Referring expression data:
--- START ---

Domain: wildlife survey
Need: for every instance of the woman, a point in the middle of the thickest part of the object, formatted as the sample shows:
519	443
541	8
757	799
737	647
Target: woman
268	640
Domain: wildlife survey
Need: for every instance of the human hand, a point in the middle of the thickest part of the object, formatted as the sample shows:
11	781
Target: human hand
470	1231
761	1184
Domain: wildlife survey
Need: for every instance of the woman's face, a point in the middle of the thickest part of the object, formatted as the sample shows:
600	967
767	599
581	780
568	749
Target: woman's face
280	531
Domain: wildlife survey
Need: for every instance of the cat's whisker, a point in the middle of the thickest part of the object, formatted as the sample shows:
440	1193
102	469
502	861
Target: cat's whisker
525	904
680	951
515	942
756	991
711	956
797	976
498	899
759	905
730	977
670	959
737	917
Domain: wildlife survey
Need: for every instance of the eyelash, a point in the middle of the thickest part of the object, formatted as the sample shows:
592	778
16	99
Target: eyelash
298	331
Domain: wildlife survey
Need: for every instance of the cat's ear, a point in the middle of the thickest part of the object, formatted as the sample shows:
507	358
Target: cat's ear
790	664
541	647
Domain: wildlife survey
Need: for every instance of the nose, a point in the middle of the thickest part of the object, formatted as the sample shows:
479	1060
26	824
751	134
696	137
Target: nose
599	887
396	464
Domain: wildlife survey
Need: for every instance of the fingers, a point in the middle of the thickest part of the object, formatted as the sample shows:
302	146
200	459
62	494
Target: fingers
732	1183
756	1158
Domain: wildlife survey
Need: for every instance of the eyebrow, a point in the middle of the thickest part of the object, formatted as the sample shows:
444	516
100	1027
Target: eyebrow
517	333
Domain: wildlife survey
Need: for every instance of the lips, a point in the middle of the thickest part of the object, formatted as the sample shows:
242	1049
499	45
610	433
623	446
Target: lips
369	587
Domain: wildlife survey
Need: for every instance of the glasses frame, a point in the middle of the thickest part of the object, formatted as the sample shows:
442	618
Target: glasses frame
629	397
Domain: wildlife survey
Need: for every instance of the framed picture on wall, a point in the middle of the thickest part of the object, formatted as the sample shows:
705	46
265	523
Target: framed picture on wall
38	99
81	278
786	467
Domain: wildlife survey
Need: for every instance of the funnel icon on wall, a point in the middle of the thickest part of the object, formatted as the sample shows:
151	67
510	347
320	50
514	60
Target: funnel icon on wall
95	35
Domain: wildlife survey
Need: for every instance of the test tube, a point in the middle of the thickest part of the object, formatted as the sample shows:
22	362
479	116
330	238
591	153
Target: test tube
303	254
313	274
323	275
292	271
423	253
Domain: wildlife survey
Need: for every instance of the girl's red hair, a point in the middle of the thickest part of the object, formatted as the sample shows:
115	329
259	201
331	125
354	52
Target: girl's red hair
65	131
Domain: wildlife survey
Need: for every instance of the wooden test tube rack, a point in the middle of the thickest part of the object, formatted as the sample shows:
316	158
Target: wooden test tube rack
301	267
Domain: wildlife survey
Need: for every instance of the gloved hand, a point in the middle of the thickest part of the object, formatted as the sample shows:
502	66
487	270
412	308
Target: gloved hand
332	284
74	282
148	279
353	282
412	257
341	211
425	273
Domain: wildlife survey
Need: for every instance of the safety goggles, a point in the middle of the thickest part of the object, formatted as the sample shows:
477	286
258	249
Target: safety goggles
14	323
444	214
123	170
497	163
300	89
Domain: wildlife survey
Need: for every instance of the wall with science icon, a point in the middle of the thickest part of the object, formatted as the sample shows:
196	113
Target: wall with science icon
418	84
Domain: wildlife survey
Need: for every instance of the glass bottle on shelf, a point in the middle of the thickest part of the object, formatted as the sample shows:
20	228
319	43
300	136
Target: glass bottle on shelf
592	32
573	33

--- END ---

What is expected |
Your reply should contain every entry, repeated exactly.

Answer section |
Domain: wildlife survey
Need: for every instance of the woman, a point in the middle of the thickest part of the object, formatted as the sample shows:
519	443
541	8
757	799
737	647
Target: woman
268	640
Domain: wildlife survey
Need: for every instance of the human hand, a point in the middle of the thickest part of the object, formatted as the sample shows:
11	781
Target: human hand
470	1231
761	1184
Domain: wildlife survey
Need: for every instance of the woman's face, a point in the middle of the thickest part of the object, formatted as the sample shows:
600	967
767	599
581	780
568	749
Target: woman's face
280	531
Domain: wildlife survey
Need: for every instance of the cat's whisker, a point in the middle of the thickest part of the object, formatted as the sample shows:
440	1193
102	469
502	861
Target: cat's whisker
525	904
680	951
515	942
756	991
711	956
797	976
498	899
759	905
730	977
670	959
737	917
Domain: wildlife survey
Need: for every instance of the eyelash, a point in the middle of the thickest part of the object, formatted as the sample shows:
592	778
16	99
Target: eyelash
298	331
Domain: wildlife survey
Need: for every instance of the cat's ear, a point in the middle of the thickest part of the object, formatted as the sample shows:
507	358
Target: cat's ear
790	664
541	647
Domain: wildlife survey
Need: for every instance of the nose, a point in the middle of the thickest part of the object, formatted as the sample shows:
479	1060
26	824
751	134
696	137
Target: nose
599	887
396	464
Domain: wildlife survey
Need: for every instance of the fingers, a point in the middle of the thickest part of the object, formatted as the sample shows:
302	146
200	459
62	494
Target: fingers
732	1183
756	1158
Domain: wildlife survey
Need: for every instance of the eyebrow, a point in the middle of the thickest part of the object, formatted as the sample shows:
444	516
100	1027
Target: eyebrow
517	333
Domain: wildlife survey
Need: for every instance of the lips, a point in the middle of the thickest part of the object, formatted as the sample shows:
242	1049
499	45
610	433
623	446
Target: lips
369	587
Domain: wildlife survey
Need: for every instance of the glasses frame, a point in the middle of the thickest part of the object, formatted as the sample shows:
442	618
Target: glasses frame
629	397
Domain: wildlife survey
Need: for every instance of the framed picture on wall, a point in the middle of the thickest part of the object, formatted as the sample shows:
705	46
265	523
Target: framed picture on wall
38	99
81	278
786	467
Domain: wildlife survey
Need: for every instance of the funnel icon on wall, a point in the middle of the thickest part of the object, formatted as the sample shows:
151	67
510	347
320	50
514	60
Target: funnel icon on wall
95	35
Domain: wildlife survey
Need: for every instance of the test tube, a point in the middle of the thickest part of the object, formatted as the sample shows:
22	362
479	116
330	238
591	153
Target: test tube
303	254
313	274
323	275
292	271
423	253
Domain: wildlife survey
Need: for every instance of the girl's red hair, a point in the middle of the thickest part of the object, formatted as the sample shows:
115	329
259	201
331	125
354	52
Target: girl's red hair
65	131
Domain: wildlife survey
Need: for every instance of the wooden test tube rack, a point in the middle of the thickest part of the object, formatted as the sample shows:
316	158
Target: wooden test tube rack
301	267
Domain: wildlife survey
Need: for every instance of the gloved hand, a point in the middle of the thickest part of the object, formatted as the sample shows:
502	66
487	270
412	308
Target: gloved hand
332	284
74	282
148	279
353	282
412	257
341	211
425	273
Domain: wildlife survey
Need: for every instance of the safety goggles, a point in the middle of the thickest part of the object, formatted as the sample shows:
477	286
258	249
Target: safety goggles
14	323
444	214
123	170
497	163
300	89
Domain: wildlife survey
Need: for every instance of the wall with science icon, a point in the middle of the thickest part of the object, formatted as the sample shows:
196	113
Target: wall with science icon
418	84
Domain: wildlife survey
Need: for every instance of the glass bottle on shelf, a point in the middle of the thickest part of the object, formatted as the sample shows:
20	228
319	43
300	136
Target: glass bottle on shelf
592	32
573	33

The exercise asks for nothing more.